══ PAGE EXTRACT
Depraved sexual crimes sometimes give rise to different creatures that are manifestations of the pain, death and degradation of the victim. Chainers are the result of those who have been killed in the snuff film industry. After returning to the world of the living they’re given a loathsome body that is an incarnation of death, pleasure and pain. They often hunt for victims in the red-light districts. Upon acquiring a victim they subject them to inhuman torture and sexual abuse, killing them in the end.

====Flesh Doll====

Flesh Doll

The media image of beauty has left many men and women broken. Some become anorexic or bulimic, while others go under the knife in search of the perfect look. Flesh Dolls are the incarnation of those who suffer from cosmetic surgery addiction and have died as a result of it. As one of the many Noctum universe creatures the Flesh Dolls stalk our world with a twisted sense of vengeance and a depraved need. Their flesh constantly decomposes and falls off, and in order to keep themselves “beautiful” they hunt and kill young women/men, whom they flay. They then staple the skin onto themselves. If given the opportunity they attack plastic surgeons, torturing them to death through sadistic medical procedures as they blame them for their condition.

====Forsaken====

Forsaken

The Forsaken are the souls of children who have died at the hands of their abusers. After they die their souls are hurled through dark realms and infused with negative energy of twisted vengeance. This gives their soul a physical form and as perverted creatures and they return to the world of the living, looking pale and broken. They have a distorted sense of things and exact their revenge on parents and children alike who have a good life, which the Forsaken never had when still living.
Their small size and childish looks are deceptive as they’re extremely resilient to damage and have an array of abilities which makes them much more dangerous than any human.

==Influences==
Noctum has been inspired by many different sources within the horror genre. The use of dimensional shifts and dark worlds created by atrocities, twisted desires, nightmares, and madness is a common horror concept seen in Silent Hill, Darkness, Hellraiser, and A Nightmare on Elm Street.

Possessions, entities capable of body jumping, and curses which can take over a person and twist a location into a deadly maze are other dangers which the characters can encounter. The Amityville Horror, The Exorcist, House on Haunted Hill and 1408 are movies that use this concept. There are also aspects which are seen in The Thing, Resident Evil, and similar games and movies where an entity or pathogen mutates, changes or replaces individuals, causing violent outbreaks.
════
### [EXERCISE 1]
In the page extract, what do Flesh Dolls do with the skin of the people they flay?
### [EXERCISE 2]
From the page extract, retype word for word the part that opens with the words containing "Their small size" and closes with "than any human.".
══ DATA TO EXAMINE
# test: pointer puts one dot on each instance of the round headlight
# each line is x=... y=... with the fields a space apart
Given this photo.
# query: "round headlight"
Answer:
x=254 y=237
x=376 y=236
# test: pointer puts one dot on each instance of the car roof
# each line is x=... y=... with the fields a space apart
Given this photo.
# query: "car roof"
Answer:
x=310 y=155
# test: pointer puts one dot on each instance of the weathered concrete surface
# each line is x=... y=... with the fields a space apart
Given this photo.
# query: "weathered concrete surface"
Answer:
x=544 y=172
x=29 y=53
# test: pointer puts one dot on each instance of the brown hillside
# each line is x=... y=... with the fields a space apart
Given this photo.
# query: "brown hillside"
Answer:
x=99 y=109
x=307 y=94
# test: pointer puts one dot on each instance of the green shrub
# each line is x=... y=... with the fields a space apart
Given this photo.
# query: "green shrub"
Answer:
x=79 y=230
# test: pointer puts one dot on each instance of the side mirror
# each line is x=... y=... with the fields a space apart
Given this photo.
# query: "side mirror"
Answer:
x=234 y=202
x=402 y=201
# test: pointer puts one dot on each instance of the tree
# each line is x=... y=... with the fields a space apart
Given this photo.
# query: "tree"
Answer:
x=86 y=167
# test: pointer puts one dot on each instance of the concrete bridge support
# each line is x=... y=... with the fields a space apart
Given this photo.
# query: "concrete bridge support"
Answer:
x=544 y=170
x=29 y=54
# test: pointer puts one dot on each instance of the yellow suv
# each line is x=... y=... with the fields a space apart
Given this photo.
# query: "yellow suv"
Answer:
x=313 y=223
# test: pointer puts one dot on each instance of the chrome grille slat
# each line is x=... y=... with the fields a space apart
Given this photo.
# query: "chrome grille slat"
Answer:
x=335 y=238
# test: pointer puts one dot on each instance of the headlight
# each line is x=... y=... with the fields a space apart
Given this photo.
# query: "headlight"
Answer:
════
### [RESPONSE 1]
They staple it onto themselves.

### [RESPONSE 2]
Their small size and childish looks are deceptive as they’re extremely resilient to damage and have an array of abilities which makes them much more dangerous than any human.